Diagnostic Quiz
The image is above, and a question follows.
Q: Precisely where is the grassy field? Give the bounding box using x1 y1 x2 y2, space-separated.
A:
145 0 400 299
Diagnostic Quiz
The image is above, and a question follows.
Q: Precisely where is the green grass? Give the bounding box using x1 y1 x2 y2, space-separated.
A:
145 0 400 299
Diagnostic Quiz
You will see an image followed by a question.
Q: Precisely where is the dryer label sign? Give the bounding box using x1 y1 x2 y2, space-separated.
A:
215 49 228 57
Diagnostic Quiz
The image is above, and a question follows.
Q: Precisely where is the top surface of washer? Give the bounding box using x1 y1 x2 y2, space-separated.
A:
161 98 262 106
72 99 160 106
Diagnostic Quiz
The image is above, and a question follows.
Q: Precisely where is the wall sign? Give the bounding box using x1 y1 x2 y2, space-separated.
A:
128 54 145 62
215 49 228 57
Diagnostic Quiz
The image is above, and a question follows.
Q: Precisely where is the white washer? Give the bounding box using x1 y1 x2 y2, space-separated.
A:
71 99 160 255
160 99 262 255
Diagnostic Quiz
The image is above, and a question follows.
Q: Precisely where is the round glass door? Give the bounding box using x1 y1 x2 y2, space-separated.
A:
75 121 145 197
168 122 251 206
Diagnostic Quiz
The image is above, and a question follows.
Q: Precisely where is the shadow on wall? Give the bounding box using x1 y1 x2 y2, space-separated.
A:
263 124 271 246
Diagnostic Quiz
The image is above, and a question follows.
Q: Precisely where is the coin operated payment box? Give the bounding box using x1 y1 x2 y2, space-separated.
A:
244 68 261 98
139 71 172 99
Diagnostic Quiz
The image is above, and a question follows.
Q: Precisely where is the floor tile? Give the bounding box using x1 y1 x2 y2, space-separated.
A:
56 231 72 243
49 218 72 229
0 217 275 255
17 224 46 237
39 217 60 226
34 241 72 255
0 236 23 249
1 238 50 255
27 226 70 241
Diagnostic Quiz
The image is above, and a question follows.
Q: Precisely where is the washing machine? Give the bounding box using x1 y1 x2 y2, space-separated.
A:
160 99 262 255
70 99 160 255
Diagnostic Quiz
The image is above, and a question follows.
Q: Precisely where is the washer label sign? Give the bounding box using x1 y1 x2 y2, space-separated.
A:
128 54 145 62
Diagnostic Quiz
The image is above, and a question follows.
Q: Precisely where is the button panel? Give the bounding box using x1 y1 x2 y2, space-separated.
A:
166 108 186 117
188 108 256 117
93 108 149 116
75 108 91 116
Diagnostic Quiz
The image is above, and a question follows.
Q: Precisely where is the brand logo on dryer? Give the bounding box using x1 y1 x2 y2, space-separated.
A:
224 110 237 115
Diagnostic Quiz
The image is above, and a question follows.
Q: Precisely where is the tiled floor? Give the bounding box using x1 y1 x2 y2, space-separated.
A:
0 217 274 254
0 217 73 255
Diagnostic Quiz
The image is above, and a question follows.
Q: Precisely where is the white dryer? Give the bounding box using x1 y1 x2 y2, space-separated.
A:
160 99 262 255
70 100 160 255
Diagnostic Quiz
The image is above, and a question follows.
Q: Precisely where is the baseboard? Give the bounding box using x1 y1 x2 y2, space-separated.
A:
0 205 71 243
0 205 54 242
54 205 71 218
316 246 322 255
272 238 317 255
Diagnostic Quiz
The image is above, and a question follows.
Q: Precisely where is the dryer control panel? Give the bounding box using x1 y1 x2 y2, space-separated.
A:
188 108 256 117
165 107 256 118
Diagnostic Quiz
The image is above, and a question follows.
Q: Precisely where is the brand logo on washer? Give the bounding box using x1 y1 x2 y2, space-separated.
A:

○ ○ ○ ○

▶ **Task directions**
The answer consists of every entry, returned exactly.

▶ **Exercise output**
Diagnostic Quiz
The image is above, and a question follows.
Q: Precisely where is the grassy field? Give the bounding box using x1 y1 x2 y2, space-separated.
A:
145 0 400 299
Diagnostic Quiz
The image is above, and a question follows.
Q: Precisely where is the green grass? Give the bounding box using x1 y1 x2 y2, space-separated.
A:
145 0 400 299
Diagnostic Quiz
You will see an image followed by a question.
Q: Precisely where is the dryer label sign? Give the bounding box using x1 y1 x2 y2, space-separated.
A:
215 49 228 57
Diagnostic Quiz
The image is above, and a question follows.
Q: Precisely where is the top surface of washer? Give the bounding box using x1 y1 x2 y2, space-separated.
A:
161 98 262 106
72 99 160 106
Diagnostic Quiz
The image is above, and a question follows.
Q: Precisely where is the wall sign? Give the bounding box using x1 y1 x2 y2, space-separated.
A:
128 54 145 62
215 49 228 57
Diagnostic Quiz
The image is above, and a question follows.
Q: Precisely where is the white washer? Give the bounding box using x1 y1 x2 y2, space-separated.
A:
71 99 160 255
160 99 262 255
Diagnostic Quiz
The image is above, and a question follows.
Q: Precisely where is the round glass door? Give the bounding box using x1 y1 x2 y2, space-separated.
A:
75 121 145 197
168 122 251 206
Diagnostic Quiz
The image is above, and a question follows.
Q: Precisely where is the shadow on wall? Give the bounding box using x1 y1 x2 y2, space-separated.
A:
263 124 271 246
Diagnostic Quiz
The image is above, and a question follows.
Q: Precisely where is the coin operated payment box? Give the bounding box using x1 y1 x2 y2, space-separated.
A:
244 68 261 98
139 71 172 99
Diagnostic Quiz
The image is above, and a question follows.
Q: Precisely where is the floor tile? Give the bounding box using x1 y1 x2 y2, space-separated.
A:
56 231 72 243
49 218 72 229
0 217 275 255
17 224 46 237
39 217 60 226
34 241 72 255
0 236 23 249
1 238 50 255
27 226 70 241
Diagnostic Quiz
The image is above, and a question follows.
Q: Precisely where is the washing machine? Give the bounding box using x1 y1 x2 y2, space-separated.
A:
160 99 262 255
70 99 160 255
Diagnostic Quiz
The image is above, and a question follows.
Q: Precisely where is the washer label sign? Give the bounding box using x1 y1 x2 y2, space-separated.
A:
128 54 145 62
Diagnostic Quiz
The image is above, and a question follows.
Q: Precisely where is the button panel? Give the bounding box using x1 y1 x2 y2, space-separated.
A:
166 108 186 117
188 108 256 117
93 108 149 116
75 108 91 116
Diagnostic Quiz
The image is above, and a question follows.
Q: Precisely where is the brand logo on dryer? Give the bounding box using x1 y1 x2 y2, space-separated.
A:
224 110 237 115
Diagnostic Quiz
The image is above, and a question follows.
Q: Precisely where is the tiled floor? Give the bounding box using x1 y1 x2 y2, space-separated.
A:
0 217 274 254
0 217 73 255
Diagnostic Quiz
The image is above, and a question follows.
Q: Precisely where is the white dryer? Give the bounding box using x1 y1 x2 y2, space-separated.
A:
160 99 262 255
70 100 160 255
Diagnostic Quiz
The image is above, and a question follows.
Q: Precisely where is the baseboard? Give the bounding box using x1 y1 x2 y2, space-separated.
A:
0 205 71 243
0 205 54 242
54 205 71 218
316 246 322 255
272 238 317 255
Diagnostic Quiz
The image is above, and a question follows.
Q: Precisely where is the dryer control panel? Give the bounding box using x1 y1 x2 y2, space-separated.
A:
188 108 256 117
165 107 256 118
Diagnostic Quiz
The image is above, and a question follows.
Q: Precisely where is the brand logo on washer? Give the bounding box using x1 y1 x2 y2, space-separated.
A:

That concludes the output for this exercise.